(SUPPLIED PASSAGE):
═══

The applicant’s subjective case

  1. The applicant gave evidence at the sentencing hearing and was cross-examined with the Crown questioning the extent of his insight into his offending and its impact on the victim. He was asked a number of questions by the sentencing judge querying his assertion that the assault was “out of character”.

  2. The applicant also relied upon reports from Dr Olav Nielssen, a forensic psychiatrist, and a number of certificates showing his successful completion of a number of programs in custody. (I note that the applicant also told Dr Nielssen that it would be out of character for him to hit someone for no reason.)

  3. Dr Nielssen reported as follows:

The diagnosis of substance use disorder is made on the basis of [the applicant's] account of regular hazardous drinking from the age of fourteen and during adult life, and the    complications of alcohol use, including the role of alcohol intoxication in this offence and in previous offences.

  1. His Honour found that the applicant enjoyed substantial family support, having heard evidence form the applicant’s mother and partner on the unsuccessful application brought under s 11 of the Crimes (Sentencing Procedure) Act which preceded the sentencing hearing. It would appear that his Honour was invited to have regard to their evidence for sentencing purposes.

  2. Although his Honour found the applicant had a number of “mental health issues” (Dr Nielssen also reported the applicant suffered from ADHD), he was not satisfied that this was causally related to his offending. There is no challenge to that finding.

═══

(DATASET RECORDS):
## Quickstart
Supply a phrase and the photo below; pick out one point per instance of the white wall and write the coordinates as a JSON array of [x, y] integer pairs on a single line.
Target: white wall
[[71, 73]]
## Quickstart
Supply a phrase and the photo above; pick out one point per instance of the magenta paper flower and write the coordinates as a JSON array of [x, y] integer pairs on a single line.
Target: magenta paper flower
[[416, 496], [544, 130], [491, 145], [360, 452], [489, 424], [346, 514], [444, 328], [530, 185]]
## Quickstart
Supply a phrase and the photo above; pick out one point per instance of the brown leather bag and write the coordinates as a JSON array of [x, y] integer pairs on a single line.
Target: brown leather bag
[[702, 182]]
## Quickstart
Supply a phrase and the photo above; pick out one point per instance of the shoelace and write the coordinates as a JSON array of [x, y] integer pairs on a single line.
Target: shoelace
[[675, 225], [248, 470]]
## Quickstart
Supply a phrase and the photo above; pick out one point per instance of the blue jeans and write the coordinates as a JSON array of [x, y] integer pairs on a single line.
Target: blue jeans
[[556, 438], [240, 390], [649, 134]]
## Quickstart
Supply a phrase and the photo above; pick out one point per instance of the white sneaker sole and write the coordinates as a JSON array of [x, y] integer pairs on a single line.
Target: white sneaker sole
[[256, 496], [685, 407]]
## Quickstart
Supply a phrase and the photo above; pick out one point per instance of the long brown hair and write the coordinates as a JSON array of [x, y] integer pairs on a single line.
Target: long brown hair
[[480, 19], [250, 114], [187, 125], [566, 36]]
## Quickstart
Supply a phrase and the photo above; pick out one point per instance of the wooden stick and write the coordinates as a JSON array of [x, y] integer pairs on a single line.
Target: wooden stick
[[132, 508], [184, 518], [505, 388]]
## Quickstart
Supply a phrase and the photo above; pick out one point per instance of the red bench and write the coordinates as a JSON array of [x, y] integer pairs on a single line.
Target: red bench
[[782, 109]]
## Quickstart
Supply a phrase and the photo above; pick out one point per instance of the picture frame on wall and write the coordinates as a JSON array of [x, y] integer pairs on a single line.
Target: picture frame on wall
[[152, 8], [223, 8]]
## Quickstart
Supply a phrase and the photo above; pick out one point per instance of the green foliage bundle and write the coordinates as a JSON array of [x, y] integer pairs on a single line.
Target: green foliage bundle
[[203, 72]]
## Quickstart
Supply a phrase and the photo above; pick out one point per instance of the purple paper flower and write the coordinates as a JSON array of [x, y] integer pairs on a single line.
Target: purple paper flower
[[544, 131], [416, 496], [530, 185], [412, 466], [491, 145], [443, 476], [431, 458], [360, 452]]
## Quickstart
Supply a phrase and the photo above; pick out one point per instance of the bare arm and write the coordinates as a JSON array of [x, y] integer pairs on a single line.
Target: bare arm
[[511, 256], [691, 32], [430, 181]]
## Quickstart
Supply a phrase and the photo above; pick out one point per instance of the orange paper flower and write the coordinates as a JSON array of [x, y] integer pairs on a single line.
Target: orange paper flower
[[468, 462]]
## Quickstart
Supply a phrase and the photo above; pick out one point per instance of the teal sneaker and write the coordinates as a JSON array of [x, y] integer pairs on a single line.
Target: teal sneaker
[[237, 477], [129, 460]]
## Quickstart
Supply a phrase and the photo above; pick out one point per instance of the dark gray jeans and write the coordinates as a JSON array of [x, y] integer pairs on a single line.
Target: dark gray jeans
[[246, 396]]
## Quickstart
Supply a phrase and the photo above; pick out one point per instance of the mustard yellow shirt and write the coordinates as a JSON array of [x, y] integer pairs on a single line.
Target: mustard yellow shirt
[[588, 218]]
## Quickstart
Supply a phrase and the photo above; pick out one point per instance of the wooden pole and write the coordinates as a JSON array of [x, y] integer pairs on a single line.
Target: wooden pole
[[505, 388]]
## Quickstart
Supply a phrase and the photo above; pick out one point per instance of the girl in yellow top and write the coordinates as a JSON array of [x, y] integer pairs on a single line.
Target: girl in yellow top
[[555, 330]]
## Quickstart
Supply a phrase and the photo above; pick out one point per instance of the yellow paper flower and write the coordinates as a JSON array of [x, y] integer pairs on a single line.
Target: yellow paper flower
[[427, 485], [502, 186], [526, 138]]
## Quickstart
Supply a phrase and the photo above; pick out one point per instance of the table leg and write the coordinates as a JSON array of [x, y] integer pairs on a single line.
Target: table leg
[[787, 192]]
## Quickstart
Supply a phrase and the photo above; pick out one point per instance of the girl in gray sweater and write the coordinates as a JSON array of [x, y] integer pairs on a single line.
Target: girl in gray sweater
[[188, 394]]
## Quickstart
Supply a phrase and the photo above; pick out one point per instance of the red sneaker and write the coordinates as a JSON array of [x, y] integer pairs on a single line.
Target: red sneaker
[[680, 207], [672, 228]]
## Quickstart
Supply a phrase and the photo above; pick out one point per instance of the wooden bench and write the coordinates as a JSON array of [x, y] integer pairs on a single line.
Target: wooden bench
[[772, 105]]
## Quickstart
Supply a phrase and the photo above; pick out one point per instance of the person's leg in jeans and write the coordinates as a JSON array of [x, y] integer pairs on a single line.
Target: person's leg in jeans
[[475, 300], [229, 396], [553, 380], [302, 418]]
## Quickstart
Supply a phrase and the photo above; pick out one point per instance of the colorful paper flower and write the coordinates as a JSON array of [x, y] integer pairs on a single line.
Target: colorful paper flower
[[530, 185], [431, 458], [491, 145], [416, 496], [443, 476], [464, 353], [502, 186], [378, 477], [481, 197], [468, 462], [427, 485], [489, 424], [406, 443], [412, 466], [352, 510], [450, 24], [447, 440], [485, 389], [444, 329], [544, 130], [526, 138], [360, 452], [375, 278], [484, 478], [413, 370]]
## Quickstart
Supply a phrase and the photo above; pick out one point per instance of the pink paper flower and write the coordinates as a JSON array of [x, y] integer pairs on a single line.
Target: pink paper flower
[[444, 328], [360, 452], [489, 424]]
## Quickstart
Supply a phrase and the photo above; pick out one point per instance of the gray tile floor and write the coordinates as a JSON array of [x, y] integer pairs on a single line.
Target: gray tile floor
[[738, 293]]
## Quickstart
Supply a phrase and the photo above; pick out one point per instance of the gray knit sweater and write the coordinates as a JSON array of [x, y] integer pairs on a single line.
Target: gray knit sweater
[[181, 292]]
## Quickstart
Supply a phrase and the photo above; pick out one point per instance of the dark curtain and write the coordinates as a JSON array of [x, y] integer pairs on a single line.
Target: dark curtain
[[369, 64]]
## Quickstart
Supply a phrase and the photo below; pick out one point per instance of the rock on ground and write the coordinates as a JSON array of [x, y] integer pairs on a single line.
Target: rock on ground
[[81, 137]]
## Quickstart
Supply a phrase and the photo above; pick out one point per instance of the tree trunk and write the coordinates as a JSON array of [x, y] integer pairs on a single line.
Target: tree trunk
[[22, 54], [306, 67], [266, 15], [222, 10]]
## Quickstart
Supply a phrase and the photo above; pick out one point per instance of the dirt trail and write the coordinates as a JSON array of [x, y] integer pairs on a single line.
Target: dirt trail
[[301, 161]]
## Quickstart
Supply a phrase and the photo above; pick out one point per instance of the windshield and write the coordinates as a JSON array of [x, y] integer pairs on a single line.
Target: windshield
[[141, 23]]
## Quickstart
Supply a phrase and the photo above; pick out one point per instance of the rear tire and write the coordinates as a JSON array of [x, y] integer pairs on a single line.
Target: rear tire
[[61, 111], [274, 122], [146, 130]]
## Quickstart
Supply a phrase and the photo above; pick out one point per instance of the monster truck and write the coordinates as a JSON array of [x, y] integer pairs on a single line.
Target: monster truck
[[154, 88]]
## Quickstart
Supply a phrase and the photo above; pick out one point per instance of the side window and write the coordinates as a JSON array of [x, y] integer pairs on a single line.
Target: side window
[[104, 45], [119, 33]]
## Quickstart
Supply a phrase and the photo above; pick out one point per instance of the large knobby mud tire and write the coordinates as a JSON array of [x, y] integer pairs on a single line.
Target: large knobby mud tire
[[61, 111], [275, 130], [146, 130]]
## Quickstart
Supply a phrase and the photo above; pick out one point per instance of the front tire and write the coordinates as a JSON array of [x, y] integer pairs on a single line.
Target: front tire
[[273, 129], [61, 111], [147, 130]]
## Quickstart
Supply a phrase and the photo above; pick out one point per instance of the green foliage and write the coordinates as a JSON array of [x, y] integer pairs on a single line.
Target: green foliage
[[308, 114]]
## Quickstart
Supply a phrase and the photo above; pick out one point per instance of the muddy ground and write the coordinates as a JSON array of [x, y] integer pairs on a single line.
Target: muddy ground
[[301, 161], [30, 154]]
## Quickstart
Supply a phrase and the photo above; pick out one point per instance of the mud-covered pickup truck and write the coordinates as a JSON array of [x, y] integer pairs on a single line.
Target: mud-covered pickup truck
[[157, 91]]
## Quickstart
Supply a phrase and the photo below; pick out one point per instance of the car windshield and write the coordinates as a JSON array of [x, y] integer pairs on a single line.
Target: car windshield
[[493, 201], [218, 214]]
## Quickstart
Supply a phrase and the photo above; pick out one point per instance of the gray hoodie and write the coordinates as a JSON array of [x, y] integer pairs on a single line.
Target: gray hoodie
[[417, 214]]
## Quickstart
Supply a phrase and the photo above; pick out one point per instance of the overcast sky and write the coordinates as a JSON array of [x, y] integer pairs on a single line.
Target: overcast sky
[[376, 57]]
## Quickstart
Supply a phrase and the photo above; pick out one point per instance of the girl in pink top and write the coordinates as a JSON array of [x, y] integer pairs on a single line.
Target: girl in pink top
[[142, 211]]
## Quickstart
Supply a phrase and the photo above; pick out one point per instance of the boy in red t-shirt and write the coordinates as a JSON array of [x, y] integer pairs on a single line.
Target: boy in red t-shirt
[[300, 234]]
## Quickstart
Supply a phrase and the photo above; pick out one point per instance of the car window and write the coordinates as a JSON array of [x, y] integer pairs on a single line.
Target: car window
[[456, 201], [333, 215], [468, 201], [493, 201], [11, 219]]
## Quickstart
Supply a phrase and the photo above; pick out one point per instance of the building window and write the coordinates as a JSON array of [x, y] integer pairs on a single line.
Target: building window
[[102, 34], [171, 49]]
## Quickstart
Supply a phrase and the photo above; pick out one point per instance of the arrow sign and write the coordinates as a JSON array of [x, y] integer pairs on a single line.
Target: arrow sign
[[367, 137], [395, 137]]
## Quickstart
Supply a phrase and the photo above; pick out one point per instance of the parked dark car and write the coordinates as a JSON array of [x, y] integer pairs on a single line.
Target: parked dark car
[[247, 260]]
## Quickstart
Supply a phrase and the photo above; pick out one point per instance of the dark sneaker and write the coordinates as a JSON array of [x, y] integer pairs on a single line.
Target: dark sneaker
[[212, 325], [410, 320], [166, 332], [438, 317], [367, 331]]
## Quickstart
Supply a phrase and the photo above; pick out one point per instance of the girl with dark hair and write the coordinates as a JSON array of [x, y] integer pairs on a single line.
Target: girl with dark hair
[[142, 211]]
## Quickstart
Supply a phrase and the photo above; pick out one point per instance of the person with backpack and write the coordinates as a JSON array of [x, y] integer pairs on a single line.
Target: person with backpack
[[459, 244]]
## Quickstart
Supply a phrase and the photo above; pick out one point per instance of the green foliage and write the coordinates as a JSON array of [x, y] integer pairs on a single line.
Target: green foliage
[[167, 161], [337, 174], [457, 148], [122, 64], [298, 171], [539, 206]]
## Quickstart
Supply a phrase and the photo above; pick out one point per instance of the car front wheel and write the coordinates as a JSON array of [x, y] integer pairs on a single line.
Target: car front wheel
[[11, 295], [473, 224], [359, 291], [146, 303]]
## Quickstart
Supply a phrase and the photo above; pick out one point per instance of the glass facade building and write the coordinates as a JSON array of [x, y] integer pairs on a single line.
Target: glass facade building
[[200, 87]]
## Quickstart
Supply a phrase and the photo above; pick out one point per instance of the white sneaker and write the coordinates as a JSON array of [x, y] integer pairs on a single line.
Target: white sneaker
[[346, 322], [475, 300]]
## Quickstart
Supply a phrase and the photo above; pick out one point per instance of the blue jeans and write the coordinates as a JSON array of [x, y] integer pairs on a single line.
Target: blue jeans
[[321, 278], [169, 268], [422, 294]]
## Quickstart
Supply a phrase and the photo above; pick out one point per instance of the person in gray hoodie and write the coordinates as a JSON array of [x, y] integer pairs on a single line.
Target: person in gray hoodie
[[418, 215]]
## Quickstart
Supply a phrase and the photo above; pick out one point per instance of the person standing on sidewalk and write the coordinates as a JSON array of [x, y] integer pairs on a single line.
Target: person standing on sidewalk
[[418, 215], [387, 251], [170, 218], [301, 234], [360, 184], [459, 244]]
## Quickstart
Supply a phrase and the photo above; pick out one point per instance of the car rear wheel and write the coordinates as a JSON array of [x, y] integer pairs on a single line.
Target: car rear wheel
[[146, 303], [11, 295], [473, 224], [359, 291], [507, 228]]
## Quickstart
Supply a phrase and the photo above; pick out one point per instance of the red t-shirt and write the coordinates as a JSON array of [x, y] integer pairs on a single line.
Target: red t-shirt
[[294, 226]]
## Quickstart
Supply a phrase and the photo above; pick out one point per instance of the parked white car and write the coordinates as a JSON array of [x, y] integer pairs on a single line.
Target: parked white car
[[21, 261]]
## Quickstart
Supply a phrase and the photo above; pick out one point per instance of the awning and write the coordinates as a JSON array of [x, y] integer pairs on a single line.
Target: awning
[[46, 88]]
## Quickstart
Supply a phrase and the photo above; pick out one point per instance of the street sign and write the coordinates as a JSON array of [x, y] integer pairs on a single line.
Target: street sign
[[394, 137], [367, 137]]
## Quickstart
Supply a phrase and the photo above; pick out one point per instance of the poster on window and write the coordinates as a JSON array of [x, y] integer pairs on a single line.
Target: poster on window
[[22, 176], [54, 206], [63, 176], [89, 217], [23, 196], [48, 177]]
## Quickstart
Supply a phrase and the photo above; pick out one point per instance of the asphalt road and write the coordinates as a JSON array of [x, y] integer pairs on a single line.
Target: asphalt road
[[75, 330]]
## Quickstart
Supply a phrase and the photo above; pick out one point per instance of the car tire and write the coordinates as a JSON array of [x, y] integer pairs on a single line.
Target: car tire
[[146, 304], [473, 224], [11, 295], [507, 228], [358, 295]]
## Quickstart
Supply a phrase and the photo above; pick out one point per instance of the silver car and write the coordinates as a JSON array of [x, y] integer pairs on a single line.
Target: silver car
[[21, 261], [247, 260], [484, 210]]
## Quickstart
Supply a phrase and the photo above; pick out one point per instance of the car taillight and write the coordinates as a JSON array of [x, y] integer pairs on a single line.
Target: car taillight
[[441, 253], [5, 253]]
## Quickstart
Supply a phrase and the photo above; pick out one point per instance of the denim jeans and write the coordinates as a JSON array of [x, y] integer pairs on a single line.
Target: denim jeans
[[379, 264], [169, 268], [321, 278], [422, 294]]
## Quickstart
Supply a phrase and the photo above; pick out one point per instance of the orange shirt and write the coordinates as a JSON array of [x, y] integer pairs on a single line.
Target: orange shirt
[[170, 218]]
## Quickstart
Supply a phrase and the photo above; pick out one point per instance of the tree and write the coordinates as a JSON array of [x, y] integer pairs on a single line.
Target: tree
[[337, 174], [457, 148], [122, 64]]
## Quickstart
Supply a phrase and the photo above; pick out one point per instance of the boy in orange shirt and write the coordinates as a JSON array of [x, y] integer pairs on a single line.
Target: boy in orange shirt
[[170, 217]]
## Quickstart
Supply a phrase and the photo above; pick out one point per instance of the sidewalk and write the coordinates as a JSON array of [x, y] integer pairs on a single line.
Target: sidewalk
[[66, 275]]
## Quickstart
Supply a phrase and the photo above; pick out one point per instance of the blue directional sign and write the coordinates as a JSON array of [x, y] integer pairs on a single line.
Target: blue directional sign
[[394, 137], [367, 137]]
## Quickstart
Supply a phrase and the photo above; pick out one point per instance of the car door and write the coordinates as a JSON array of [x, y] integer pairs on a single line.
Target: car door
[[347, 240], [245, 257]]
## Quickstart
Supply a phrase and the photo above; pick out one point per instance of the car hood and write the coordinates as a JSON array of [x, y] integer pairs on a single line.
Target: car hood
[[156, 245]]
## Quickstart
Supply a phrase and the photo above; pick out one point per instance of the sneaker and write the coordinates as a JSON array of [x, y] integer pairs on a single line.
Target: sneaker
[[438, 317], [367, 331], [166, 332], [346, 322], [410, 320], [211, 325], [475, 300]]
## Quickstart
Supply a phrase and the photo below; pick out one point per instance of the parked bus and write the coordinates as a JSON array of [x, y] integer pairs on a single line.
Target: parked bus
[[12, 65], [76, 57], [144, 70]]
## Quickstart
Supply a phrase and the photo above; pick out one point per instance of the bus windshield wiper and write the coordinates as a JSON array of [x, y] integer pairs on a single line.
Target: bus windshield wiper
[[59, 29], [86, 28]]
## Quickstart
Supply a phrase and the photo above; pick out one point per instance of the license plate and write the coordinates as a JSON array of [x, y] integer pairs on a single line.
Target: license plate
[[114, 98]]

═══

(EXERCISE A): According to the passage on the applicant's subjective case, what is Dr Olav Nielssen's profession?
(EXERCISE B): Set down word for word the part of the passage on the applicant's subjective case starting with "The diagnosis of" and going on through "for sentencing purposes.".

(TASK SOLUTION A): A forensic psychiatrist.

(TASK SOLUTION B):
The diagnosis of substance use disorder is made on the basis of [the applicant's] account of regular hazardous drinking from the age of fourteen and during adult life, and the    complications of alcohol use, including the role of alcohol intoxication in this offence and in previous offences.

  1. His Honour found that the applicant enjoyed substantial family support, having heard evidence form the applicant’s mother and partner on the unsuccessful application brought under s 11 of the Crimes (Sentencing Procedure) Act which preceded the sentencing hearing. It would appear that his Honour was invited to have regard to their evidence for sentencing purposes.